No it does not.
GMU Econ doctoral candidate Jon Murphy asks that I repost here a link to my Winter 2004 Cato Journal article, “Does Increased International Mobility of Factors of Production Weaken the Case for Free Trade?” – a question that I answered (and still answer) in the negative.
This article was written largely in response to a series of op-eds that Paul Craig Roberts published in the early 2000s alleging that the case for free trade is weakened – that comparative advantage somehow loses its power to explain mutual gains from specialization and trade – if capital is mobile across political borders. I found that argument to be tendentious then and find it now to be no less so. It’s also a mistaken argument. My article is below the fold. (Note that I no longer believe that the principle of comparative advantage forms “the bedrock” case for free trade. It forms an important part of the case. But Jim Buchanan has since convinced me – in part through the paper of his and Yoon’s cited at the end of my article – that Adam Smith’s case for specialization and trade is no less important and bedrock than is Ricardo’s case.)
By the way, I remember that sometime in 2004, Craig Roberts – I believe in the op-ed that he wrote with Chuck Schumer – predicted that unless America dramatically reduces its trade with low-wage countries, America would become a third-world country within 20 years. Well, here it is, 14 years later. There’s no sign yet of America looking like Chad or Malawi. I’m not much worried that the next six years will get us to that condition!
DOES INCREASED INTERNATIONAL MOBILITY OF FACTORS OF PRODUCTION WEAKEN THE CASE FOR FREE TRADE?
Donald J. Boudreaux
Economist Paul Craig Roberts has recently argued, with some fanfare, that increases in the ability of factors of production to migrate internationally threaten to create conditions under which free trade no longer benefits all countries. These pronouncements are especially troubling. Roberts (unlike, say, protectionists Pat Buchanan and Lou Dobbs) is a professional economist with a genuine free-market bent to his work; his public skepticism of free trade is expressed in prestigious publications such as the New York Times; and he has formed an intellectual coalition skeptical of free trade with prominent members of Congress (most notably, Sen. Charles Schumer, D-N.Y., with whom he coauthored an op-ed in the Times.)
Factor Mobility, Absolute Advantage, and Comparative Advantage
The bedrock justification for free trade is the principle of comparative advantage, articulated most famously in Chapter 7 of David Ricardo’s Principles of Political Economy and Taxation (1817). This principle shows that a country can benefit from international trade even if it can produce each and every good and service in greater quantities than these things can be produced abroad, or, at the opposite end of the spectrum, even if it can produce everything only in smaller quantities than these can be produced abroad. In textbook models of comparative advantage, some factors of production are assumed to be internationally immobile.
Roberts argues that the factor immobility assumed in textbook models of comparative advantage is absolutely critical to the principle’s applicability. As Schumer and Roberts (2004) put it, “Comparative advantage is undermined if the factors of production can relocate to wherever they are most productive. . . . In this situation, there are no longer shared gains—some countries win and others lose.”

## Rows from a segmentation dataset
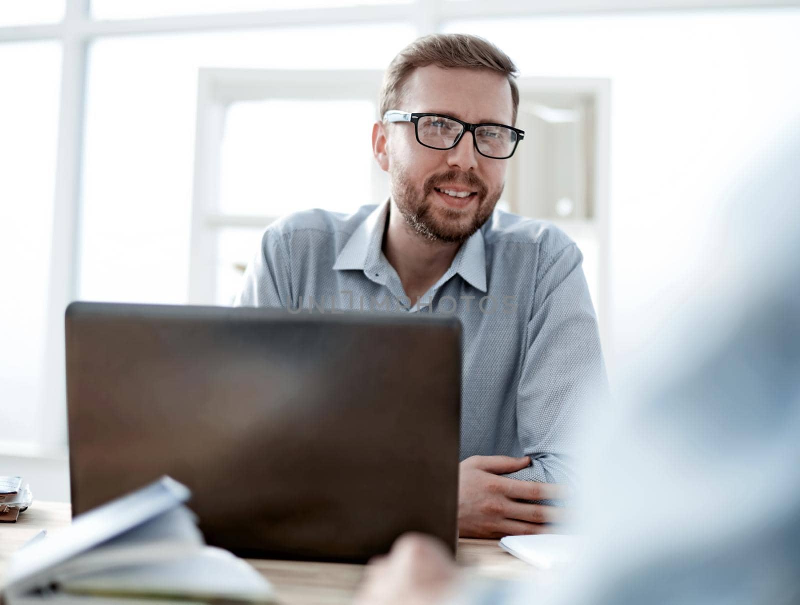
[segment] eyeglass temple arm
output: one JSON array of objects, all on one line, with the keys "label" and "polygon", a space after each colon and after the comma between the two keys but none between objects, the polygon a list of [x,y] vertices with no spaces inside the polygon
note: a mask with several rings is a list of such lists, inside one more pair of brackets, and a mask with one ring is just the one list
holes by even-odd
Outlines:
[{"label": "eyeglass temple arm", "polygon": [[390,109],[383,114],[383,121],[411,121],[411,113],[399,109]]}]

## Problems and tasks
a – Answer the following questions using the passage on free trade and factor mobility.
(i) In what year was David Ricardo's Principles of Political Economy and Taxation published?
(ii) Within how many years did Roberts predict that America would become a third-world country unless it sharply reduced trade with low-wage countries?
(iii) Which senator coauthored an op-ed in the New York Times with Roberts?
b – Resume the passage on free trade and factor mobility, picking up after its final sentence.
The entries are separate material and are unrelated to the passage on free trade and factor mobility.

## Per-task outputs
a –
(i) 1817
(ii) 20 years
(iii) Sen. Charles Schumer, D-N.Y.

b –
Roberts elaborates this point on the mises.org blog: “As economists have known for two centuries, the opportunity cost of one good in terms of another depends on the factors of production. If the factors of production can pick up and leave for greener pastures abroad, the internal cost ratios that determine a country’s comparative advantage are gone with the factors of production.” Elsewhere on the mises.org blog he insists that “If the factors can leave, they do not specialize within the country where they have a comparative advantage. They can move abroad where there is absolute advantage. . . . Consider, for example, a trading country specializing according to comparative ad- vantage. Now introduce new developments that create opportunity for capitalists to reallocate productive factors from comparative ad- vantage at home to absolute advantage abroad. The result is a collapse in the conditions under which free trade produces mutual gains to trading countries.”1
Paul Craig Roberts does not understand the principle of comparative advantage. There are only two ways for international factor mobility to deprive a country—call it “Ricardia”—of all comparative advantage and, hence, deny that country the opportunity to gain from specialization and trade with people in other countries. Both of these ways are extraordinarily unlikely; they are the equivalent of a single monkey banging on a typewriter and by chance typing Hamlet.
One way is when factor mobility causes an international reshuffling of factors of production that results in every country in the world having the same internal costs as Ricardia of producing each and every good and service.2 If such a outcome were to emerge, it would indeed be true that factor mobility eliminated all comparative ad- vantage (and comparative disadvantage) for Ricardia with respect to every other country in the world. Also, all potential gains to the people of Ricardian from international specialization and trade would be eliminated. (Comparative advantage will continue to drive specialization and trade within Ricardia.) There will be no international trade for Ricardia’s government to prevent or to regulate.
Nothing in this scenario suggests that the factor mobility that brought about the equivalence of all costs in Ricardia with those of the rest of the world will worsen the lot of the people of Ricardia or of any other country. When factors of production migrate, they go to where their returns are highest, which generally means to where their productivity is greatest. With all factors of production better able to find employment anywhere in the world in more productive uses, some factors will leave Ricardia for elsewhere and other factors from elsewhere will migrate into Ricardia. This increased productivity brought about by greater factor mobility means that the wealth of nations rises.
A second way for factor mobility to strip a country of comparative advantage is when literally all factors of production leave that country and relocate elsewhere. I suspect that the theoretical curiosity that makes this second scenario just barely possible is the source of Roberts’s confusion.
Suppose that one country—call it “Advantia”—enjoys an absolute advantage in the production of everything. Advantia’s climate and resources are overwhelmingly propitious for amazingly efficient production of every conceivable good and service. David Ricardo and other trade theorists show that the people of Advantia can still gain from specializing in the production of those things for which they enjoy a comparative advantage and trading freely with people in other countries.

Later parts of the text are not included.